■ Task to complete ■
Determine how many lines in the entries below contain the word "blue". Reply with the number only.
▽
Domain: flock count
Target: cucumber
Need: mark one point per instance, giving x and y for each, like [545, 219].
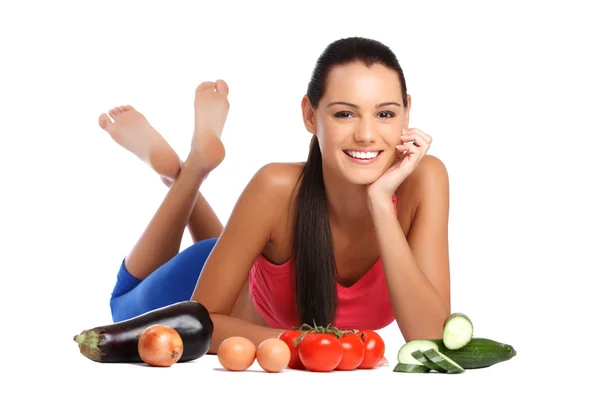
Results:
[418, 355]
[413, 368]
[458, 331]
[443, 361]
[405, 352]
[478, 353]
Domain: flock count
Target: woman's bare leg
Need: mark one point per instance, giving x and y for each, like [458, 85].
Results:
[161, 239]
[204, 222]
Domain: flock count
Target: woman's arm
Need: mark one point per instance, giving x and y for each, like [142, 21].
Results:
[244, 237]
[416, 267]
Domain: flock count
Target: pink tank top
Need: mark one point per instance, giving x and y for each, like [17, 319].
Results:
[364, 305]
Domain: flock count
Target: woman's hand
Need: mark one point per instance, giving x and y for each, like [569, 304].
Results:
[414, 145]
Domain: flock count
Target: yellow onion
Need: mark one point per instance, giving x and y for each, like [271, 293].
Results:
[160, 346]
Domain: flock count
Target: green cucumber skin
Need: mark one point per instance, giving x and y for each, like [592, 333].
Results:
[478, 353]
[420, 357]
[443, 361]
[411, 368]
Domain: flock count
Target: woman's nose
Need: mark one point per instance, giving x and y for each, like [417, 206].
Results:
[365, 132]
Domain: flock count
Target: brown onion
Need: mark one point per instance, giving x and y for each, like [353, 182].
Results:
[160, 346]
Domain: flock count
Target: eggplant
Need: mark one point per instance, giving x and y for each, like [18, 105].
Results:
[118, 342]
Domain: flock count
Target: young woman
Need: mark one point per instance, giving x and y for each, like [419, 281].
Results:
[357, 236]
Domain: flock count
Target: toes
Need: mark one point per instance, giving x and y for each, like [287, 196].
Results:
[104, 121]
[222, 86]
[206, 86]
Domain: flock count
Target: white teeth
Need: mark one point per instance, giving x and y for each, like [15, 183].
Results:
[364, 155]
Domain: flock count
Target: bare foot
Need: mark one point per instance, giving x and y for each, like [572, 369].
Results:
[133, 131]
[211, 108]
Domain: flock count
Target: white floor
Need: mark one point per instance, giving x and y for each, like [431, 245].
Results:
[88, 380]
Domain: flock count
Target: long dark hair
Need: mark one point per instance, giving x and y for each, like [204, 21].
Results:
[315, 269]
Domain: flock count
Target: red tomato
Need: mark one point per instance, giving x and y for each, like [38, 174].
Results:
[288, 337]
[374, 349]
[354, 352]
[320, 352]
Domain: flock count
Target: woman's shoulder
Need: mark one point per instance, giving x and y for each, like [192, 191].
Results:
[278, 178]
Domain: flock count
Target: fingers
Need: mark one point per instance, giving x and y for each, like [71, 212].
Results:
[417, 136]
[207, 85]
[222, 86]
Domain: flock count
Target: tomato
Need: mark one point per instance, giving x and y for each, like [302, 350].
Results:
[288, 336]
[320, 352]
[354, 352]
[374, 349]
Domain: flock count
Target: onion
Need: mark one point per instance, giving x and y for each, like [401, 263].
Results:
[160, 346]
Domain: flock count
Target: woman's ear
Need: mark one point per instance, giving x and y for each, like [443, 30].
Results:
[308, 114]
[407, 112]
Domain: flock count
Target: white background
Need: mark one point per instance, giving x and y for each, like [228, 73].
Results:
[508, 91]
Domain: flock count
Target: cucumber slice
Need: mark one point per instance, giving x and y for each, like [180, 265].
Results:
[443, 361]
[458, 331]
[418, 355]
[405, 352]
[413, 368]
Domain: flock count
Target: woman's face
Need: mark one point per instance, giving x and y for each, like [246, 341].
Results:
[359, 121]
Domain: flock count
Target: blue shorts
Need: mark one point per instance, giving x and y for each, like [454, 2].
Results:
[170, 283]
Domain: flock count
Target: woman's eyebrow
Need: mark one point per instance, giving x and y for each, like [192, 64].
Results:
[343, 103]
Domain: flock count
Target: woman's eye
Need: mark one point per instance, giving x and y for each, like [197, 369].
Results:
[342, 114]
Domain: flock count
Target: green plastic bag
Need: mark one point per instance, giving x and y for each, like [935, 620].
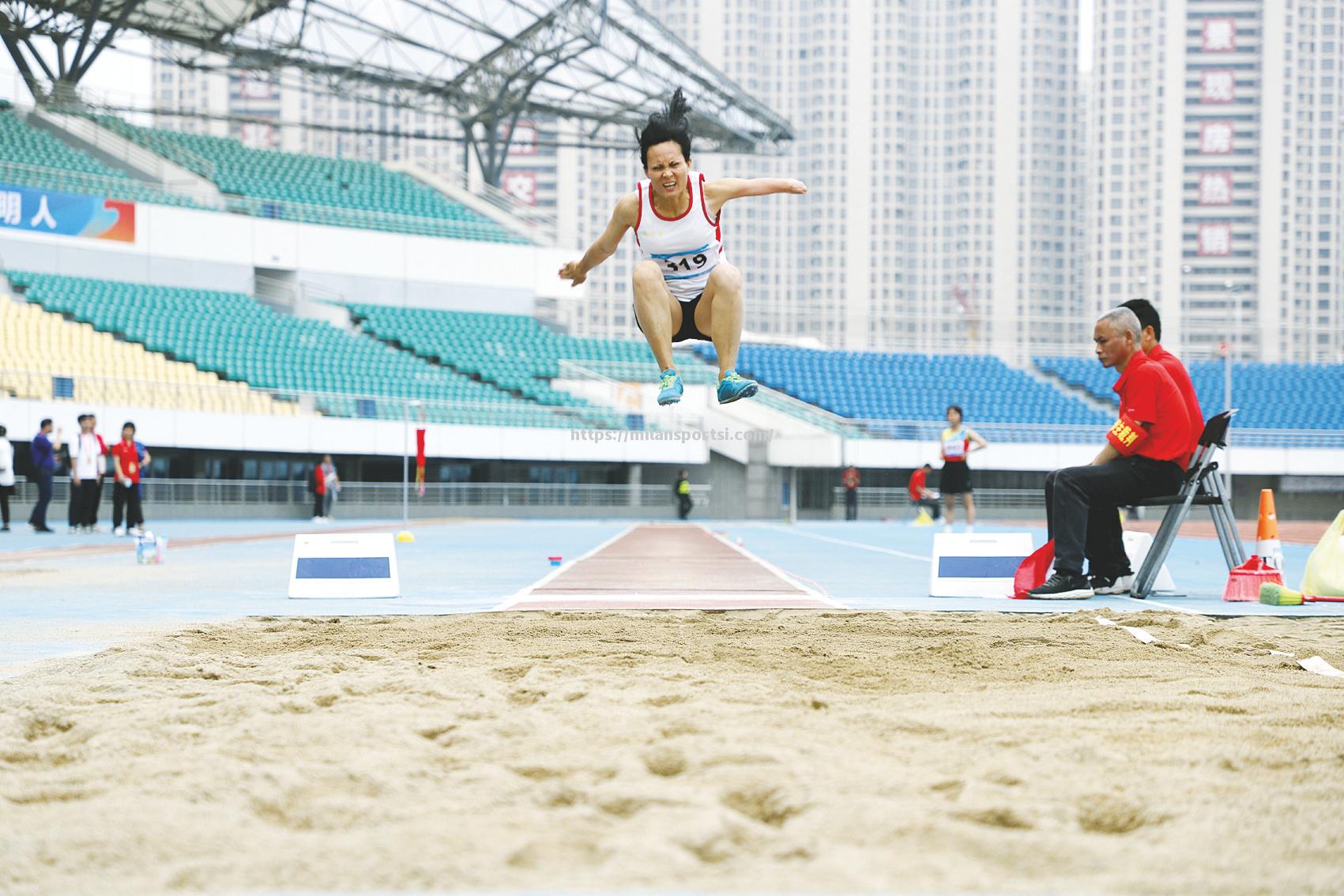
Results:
[1324, 574]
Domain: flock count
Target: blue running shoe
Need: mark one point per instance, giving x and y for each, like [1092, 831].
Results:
[671, 387]
[734, 386]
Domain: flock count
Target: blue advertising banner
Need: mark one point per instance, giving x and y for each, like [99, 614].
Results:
[47, 211]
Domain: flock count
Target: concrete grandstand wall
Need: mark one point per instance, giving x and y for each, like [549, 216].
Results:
[213, 250]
△
■ Answer to the problem ■
3